▶ **PROVIDED DATA**

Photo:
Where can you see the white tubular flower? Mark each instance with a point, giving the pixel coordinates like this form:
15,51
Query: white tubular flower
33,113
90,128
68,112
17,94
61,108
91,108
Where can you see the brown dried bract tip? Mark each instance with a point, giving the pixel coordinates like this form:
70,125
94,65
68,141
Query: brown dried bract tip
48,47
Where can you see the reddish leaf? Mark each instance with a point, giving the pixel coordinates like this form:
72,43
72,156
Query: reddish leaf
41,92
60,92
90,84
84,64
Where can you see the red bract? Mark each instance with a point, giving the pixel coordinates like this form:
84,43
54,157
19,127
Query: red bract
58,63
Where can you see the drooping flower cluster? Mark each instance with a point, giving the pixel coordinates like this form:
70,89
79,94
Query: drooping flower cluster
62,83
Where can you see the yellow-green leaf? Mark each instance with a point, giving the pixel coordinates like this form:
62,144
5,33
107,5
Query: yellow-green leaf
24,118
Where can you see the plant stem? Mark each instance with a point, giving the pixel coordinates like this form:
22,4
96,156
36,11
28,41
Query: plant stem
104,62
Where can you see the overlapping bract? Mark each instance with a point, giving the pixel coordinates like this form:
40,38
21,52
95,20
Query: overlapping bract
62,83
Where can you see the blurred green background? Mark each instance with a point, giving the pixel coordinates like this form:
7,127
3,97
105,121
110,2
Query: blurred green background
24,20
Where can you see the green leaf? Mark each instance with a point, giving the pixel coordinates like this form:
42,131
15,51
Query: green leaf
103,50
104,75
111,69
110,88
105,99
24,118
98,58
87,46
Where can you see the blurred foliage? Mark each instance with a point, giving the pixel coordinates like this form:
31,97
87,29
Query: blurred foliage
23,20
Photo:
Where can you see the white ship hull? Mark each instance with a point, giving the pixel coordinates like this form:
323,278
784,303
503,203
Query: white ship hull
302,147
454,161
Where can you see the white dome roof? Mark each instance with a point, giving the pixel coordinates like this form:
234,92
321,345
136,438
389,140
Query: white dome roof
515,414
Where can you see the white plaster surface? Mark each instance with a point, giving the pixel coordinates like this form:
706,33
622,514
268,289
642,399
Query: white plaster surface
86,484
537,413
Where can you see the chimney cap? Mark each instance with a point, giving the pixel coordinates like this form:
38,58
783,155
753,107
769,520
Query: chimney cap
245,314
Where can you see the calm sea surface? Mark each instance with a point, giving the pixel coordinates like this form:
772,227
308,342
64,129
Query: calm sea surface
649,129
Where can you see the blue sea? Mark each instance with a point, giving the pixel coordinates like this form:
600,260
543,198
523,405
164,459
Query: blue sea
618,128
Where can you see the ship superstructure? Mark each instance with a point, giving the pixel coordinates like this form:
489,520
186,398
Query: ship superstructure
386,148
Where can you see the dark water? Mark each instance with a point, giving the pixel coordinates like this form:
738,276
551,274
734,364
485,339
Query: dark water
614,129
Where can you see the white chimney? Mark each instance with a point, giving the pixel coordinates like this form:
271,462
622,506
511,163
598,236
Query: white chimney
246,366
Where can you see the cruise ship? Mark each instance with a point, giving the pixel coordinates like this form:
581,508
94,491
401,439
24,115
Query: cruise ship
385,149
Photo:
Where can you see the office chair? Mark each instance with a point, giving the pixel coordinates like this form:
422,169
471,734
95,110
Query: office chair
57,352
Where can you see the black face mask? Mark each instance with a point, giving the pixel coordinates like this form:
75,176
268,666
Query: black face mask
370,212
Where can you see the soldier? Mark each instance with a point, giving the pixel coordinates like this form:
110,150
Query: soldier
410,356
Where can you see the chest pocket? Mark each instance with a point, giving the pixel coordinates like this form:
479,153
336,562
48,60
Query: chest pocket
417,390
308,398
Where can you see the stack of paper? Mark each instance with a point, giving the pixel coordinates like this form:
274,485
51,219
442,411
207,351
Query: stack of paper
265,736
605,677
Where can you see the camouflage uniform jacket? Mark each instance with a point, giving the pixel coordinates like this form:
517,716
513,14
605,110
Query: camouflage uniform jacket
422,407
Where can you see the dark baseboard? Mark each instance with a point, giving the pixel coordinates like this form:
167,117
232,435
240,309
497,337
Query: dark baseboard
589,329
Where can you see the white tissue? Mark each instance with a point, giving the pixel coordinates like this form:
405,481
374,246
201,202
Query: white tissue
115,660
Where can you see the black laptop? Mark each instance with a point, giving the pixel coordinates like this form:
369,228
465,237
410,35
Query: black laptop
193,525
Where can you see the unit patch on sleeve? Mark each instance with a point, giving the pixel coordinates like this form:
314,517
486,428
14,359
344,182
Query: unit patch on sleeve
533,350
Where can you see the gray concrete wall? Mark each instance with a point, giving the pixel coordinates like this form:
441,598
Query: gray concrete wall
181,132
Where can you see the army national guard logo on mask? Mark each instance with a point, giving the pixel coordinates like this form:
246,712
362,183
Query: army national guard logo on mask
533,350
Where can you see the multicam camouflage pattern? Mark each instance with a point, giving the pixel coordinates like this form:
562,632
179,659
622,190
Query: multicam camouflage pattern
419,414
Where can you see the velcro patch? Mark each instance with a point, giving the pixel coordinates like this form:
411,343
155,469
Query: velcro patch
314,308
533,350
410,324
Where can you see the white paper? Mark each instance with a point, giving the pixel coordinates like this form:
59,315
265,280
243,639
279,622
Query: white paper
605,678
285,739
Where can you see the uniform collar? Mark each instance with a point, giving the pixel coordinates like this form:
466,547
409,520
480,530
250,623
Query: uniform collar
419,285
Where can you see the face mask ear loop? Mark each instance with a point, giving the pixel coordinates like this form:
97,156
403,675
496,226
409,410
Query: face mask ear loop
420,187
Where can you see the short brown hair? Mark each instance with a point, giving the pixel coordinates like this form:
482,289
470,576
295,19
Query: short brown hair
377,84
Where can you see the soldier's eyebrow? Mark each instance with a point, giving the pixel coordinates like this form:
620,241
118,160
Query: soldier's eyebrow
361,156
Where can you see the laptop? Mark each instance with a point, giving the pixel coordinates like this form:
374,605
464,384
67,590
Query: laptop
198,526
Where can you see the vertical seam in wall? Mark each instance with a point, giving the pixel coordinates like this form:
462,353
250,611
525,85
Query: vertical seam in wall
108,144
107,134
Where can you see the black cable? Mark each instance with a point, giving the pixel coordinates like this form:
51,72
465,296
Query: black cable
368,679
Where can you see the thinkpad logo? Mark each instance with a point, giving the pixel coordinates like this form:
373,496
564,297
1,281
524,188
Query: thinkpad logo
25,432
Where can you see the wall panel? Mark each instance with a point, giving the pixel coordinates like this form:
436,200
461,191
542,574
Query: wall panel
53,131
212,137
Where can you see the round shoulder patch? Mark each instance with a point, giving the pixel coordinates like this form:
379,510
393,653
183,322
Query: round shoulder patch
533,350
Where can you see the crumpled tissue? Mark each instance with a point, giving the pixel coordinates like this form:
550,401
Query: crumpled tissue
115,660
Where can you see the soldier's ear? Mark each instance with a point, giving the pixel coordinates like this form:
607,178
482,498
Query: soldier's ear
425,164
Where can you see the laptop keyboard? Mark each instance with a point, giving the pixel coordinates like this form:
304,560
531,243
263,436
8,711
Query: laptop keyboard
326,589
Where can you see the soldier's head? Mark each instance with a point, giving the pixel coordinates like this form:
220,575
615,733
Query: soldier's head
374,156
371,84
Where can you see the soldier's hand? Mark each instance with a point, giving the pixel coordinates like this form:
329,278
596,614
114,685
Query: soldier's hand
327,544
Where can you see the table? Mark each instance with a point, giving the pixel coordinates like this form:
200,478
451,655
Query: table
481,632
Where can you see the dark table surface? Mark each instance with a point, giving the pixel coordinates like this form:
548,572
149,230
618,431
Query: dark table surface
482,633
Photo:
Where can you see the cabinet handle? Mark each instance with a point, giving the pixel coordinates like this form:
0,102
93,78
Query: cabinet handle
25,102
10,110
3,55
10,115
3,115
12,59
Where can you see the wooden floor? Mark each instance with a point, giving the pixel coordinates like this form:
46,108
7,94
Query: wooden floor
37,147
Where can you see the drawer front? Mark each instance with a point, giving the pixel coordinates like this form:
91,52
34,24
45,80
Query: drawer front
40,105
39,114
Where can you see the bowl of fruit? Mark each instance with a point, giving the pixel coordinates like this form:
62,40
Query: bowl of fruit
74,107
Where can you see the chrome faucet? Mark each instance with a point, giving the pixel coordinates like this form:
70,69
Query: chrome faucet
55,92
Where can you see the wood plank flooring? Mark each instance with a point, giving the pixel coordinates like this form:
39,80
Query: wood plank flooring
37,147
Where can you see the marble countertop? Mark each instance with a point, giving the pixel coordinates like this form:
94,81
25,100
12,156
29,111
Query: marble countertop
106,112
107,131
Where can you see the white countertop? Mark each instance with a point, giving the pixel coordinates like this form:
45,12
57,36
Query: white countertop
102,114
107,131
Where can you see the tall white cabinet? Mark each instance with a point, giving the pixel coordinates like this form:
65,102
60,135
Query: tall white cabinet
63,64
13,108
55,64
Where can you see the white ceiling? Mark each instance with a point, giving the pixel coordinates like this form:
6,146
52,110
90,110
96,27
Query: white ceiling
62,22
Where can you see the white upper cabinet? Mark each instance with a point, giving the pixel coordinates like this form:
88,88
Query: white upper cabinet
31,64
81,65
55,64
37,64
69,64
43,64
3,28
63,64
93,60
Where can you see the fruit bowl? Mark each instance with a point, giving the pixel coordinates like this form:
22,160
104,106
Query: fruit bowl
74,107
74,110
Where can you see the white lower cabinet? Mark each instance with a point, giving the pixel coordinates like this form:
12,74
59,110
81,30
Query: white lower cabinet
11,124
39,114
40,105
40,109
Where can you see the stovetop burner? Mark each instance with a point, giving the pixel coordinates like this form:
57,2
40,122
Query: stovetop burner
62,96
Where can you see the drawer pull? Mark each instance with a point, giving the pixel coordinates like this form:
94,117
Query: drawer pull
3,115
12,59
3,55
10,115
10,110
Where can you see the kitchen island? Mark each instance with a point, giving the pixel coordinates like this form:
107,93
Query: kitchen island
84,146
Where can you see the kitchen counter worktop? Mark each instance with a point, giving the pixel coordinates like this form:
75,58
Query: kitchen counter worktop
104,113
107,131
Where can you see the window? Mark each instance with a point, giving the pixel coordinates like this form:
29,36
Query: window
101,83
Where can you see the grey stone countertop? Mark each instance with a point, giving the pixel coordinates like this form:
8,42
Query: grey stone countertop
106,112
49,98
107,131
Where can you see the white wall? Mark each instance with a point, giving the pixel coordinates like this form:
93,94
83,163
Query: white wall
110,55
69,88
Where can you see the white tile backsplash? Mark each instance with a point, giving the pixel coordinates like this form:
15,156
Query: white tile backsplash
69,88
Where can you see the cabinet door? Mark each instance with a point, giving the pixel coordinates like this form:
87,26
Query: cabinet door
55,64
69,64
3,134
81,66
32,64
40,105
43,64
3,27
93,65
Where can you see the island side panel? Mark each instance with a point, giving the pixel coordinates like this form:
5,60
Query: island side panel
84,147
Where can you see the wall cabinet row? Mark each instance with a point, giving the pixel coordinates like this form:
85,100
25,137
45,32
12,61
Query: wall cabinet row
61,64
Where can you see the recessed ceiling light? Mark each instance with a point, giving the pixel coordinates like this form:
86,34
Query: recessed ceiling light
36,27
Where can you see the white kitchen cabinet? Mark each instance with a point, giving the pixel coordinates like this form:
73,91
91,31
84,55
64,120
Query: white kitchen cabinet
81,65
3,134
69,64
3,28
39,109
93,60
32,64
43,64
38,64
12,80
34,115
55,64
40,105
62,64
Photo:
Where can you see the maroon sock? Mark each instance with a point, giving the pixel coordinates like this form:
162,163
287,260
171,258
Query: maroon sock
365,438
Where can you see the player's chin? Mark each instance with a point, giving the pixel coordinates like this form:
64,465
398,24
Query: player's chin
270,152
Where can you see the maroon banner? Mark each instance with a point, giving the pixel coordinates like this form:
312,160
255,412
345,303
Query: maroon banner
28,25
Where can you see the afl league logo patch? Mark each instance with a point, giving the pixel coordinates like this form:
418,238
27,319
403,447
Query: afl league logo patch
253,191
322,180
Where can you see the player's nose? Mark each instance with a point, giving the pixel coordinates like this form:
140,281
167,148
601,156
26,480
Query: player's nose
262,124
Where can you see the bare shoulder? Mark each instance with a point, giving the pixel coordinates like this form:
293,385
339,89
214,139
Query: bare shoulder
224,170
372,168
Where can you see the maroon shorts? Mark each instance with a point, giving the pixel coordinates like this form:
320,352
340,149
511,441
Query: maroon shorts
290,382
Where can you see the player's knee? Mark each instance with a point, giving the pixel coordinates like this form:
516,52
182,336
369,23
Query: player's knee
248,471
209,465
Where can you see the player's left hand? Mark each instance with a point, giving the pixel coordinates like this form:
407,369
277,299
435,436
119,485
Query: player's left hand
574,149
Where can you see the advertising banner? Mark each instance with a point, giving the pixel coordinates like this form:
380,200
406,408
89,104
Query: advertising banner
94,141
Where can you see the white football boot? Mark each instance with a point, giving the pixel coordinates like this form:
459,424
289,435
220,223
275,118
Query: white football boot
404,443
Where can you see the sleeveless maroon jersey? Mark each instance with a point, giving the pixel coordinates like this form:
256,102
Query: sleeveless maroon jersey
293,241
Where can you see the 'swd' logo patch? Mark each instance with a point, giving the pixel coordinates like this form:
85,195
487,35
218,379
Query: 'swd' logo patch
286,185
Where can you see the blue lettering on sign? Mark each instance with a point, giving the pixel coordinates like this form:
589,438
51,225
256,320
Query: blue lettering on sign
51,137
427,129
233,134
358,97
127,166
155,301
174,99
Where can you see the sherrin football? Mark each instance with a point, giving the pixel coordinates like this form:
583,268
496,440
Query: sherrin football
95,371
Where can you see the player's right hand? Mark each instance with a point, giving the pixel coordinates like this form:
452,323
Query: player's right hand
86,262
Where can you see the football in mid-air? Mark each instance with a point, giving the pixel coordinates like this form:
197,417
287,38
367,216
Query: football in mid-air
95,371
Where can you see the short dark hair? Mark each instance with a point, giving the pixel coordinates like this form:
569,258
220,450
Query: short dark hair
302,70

▶ **TASK DESCRIPTION**
Set down nothing but the lines from the one with "Where can you see the 'swd'" through the end of the records, keeping each line exactly as written and including both ends.

▶ **CORRECT ANSWER**
Where can you see the 'swd' logo patch? Mark each instance with a point, giving the pixel coordinates like this form:
85,195
487,35
218,379
Query: 'swd' logo patch
286,185
Where can you see the blue lettering on sign? Mark each instance with a point, giving the pixel coordinates like this form:
589,438
51,225
256,320
Query: blue lettering on sign
51,137
427,129
233,134
358,97
127,166
155,301
174,99
Where can you see the sherrin football? Mark each instance with a point, giving the pixel coordinates like this form:
583,268
496,440
Query: sherrin football
95,371
Where can you see the player's right hand? Mark each instance with a point, giving the pixel coordinates like this form:
452,323
Query: player's right hand
86,262
Where can you see the football in mid-air? Mark each instance with a point, giving the pixel coordinates like this form:
197,417
287,38
367,216
Query: football in mid-air
95,371
Where can you see the short dark hair? Mark each instance with a point, giving the pixel coordinates like this form:
569,258
220,450
Query: short dark hair
302,70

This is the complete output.